## EXERCISE AIM
Copy the items below word for word, from the line containing "Every instance of the wooden beam" through the end of the items, both ends included.

## INPUT MATERIAL
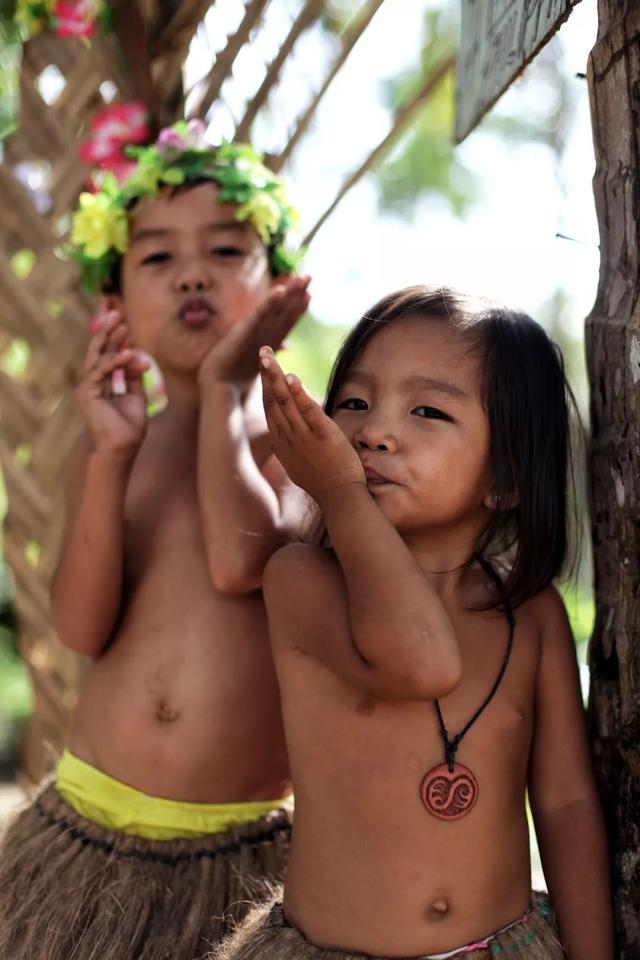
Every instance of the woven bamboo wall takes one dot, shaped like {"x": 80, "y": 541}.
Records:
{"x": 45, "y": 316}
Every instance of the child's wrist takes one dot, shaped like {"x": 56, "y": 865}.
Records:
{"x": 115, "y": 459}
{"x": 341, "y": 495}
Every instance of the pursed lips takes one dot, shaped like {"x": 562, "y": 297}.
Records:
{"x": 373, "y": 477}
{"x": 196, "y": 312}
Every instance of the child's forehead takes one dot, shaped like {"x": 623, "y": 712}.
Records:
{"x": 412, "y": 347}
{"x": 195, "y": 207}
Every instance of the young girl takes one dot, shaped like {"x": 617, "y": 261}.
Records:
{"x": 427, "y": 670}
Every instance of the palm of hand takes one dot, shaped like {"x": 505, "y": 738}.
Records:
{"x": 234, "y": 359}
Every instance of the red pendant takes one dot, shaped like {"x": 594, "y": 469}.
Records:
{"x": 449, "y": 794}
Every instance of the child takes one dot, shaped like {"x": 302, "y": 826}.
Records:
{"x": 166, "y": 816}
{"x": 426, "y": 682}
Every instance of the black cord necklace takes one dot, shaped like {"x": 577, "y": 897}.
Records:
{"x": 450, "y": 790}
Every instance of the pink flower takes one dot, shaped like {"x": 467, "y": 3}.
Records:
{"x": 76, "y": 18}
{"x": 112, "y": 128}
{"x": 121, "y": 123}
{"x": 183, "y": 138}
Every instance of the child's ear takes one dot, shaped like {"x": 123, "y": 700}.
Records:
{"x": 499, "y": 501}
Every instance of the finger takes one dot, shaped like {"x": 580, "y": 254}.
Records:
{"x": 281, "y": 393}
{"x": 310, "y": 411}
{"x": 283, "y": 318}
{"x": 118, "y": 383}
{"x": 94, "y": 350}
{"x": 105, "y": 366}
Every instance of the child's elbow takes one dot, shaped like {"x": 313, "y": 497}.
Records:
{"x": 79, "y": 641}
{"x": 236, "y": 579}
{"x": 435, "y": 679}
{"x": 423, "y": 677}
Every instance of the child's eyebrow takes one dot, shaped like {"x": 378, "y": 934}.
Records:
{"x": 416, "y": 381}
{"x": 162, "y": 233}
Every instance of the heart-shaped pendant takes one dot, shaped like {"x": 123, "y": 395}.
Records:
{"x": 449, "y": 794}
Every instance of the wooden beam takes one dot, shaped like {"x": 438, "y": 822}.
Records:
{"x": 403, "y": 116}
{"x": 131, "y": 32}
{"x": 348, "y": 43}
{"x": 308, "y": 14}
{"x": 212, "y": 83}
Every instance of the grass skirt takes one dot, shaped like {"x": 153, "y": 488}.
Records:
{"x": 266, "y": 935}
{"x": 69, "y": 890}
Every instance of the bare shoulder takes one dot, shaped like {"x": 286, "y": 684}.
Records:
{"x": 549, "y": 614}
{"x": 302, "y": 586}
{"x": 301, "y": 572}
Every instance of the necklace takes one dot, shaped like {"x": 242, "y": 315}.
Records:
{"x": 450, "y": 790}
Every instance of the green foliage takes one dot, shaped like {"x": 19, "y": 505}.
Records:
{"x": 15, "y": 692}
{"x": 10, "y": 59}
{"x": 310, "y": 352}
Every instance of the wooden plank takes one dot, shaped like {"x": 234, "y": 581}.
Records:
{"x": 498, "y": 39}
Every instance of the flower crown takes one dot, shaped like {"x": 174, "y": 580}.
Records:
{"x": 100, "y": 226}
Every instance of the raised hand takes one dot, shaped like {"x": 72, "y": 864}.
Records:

## EXERCISE RESULT
Every instance of the wooden beam takes one dot, shaped like {"x": 438, "y": 822}.
Records:
{"x": 403, "y": 116}
{"x": 131, "y": 32}
{"x": 348, "y": 43}
{"x": 308, "y": 14}
{"x": 212, "y": 83}
Every instance of the grass skirt takes one dot, shaped like {"x": 153, "y": 488}.
Records:
{"x": 266, "y": 935}
{"x": 69, "y": 890}
Every instance of the bare shoulder takes one dot, shaped like {"x": 286, "y": 684}.
Records:
{"x": 549, "y": 614}
{"x": 302, "y": 586}
{"x": 301, "y": 572}
Every instance of the necklace takes one dot, shaped like {"x": 242, "y": 315}.
Records:
{"x": 450, "y": 790}
Every instance of the green foliage takes one dot, shaped like {"x": 19, "y": 505}.
Records:
{"x": 15, "y": 692}
{"x": 10, "y": 59}
{"x": 310, "y": 352}
Every instance of the wooden plank takes one dot, shaped like {"x": 234, "y": 581}.
Records:
{"x": 498, "y": 39}
Every instance of the flower crown takes one dot, shaped like {"x": 174, "y": 580}.
Records:
{"x": 100, "y": 226}
Every instance of the raised hand takes one dot, shaped like {"x": 72, "y": 864}.
Records:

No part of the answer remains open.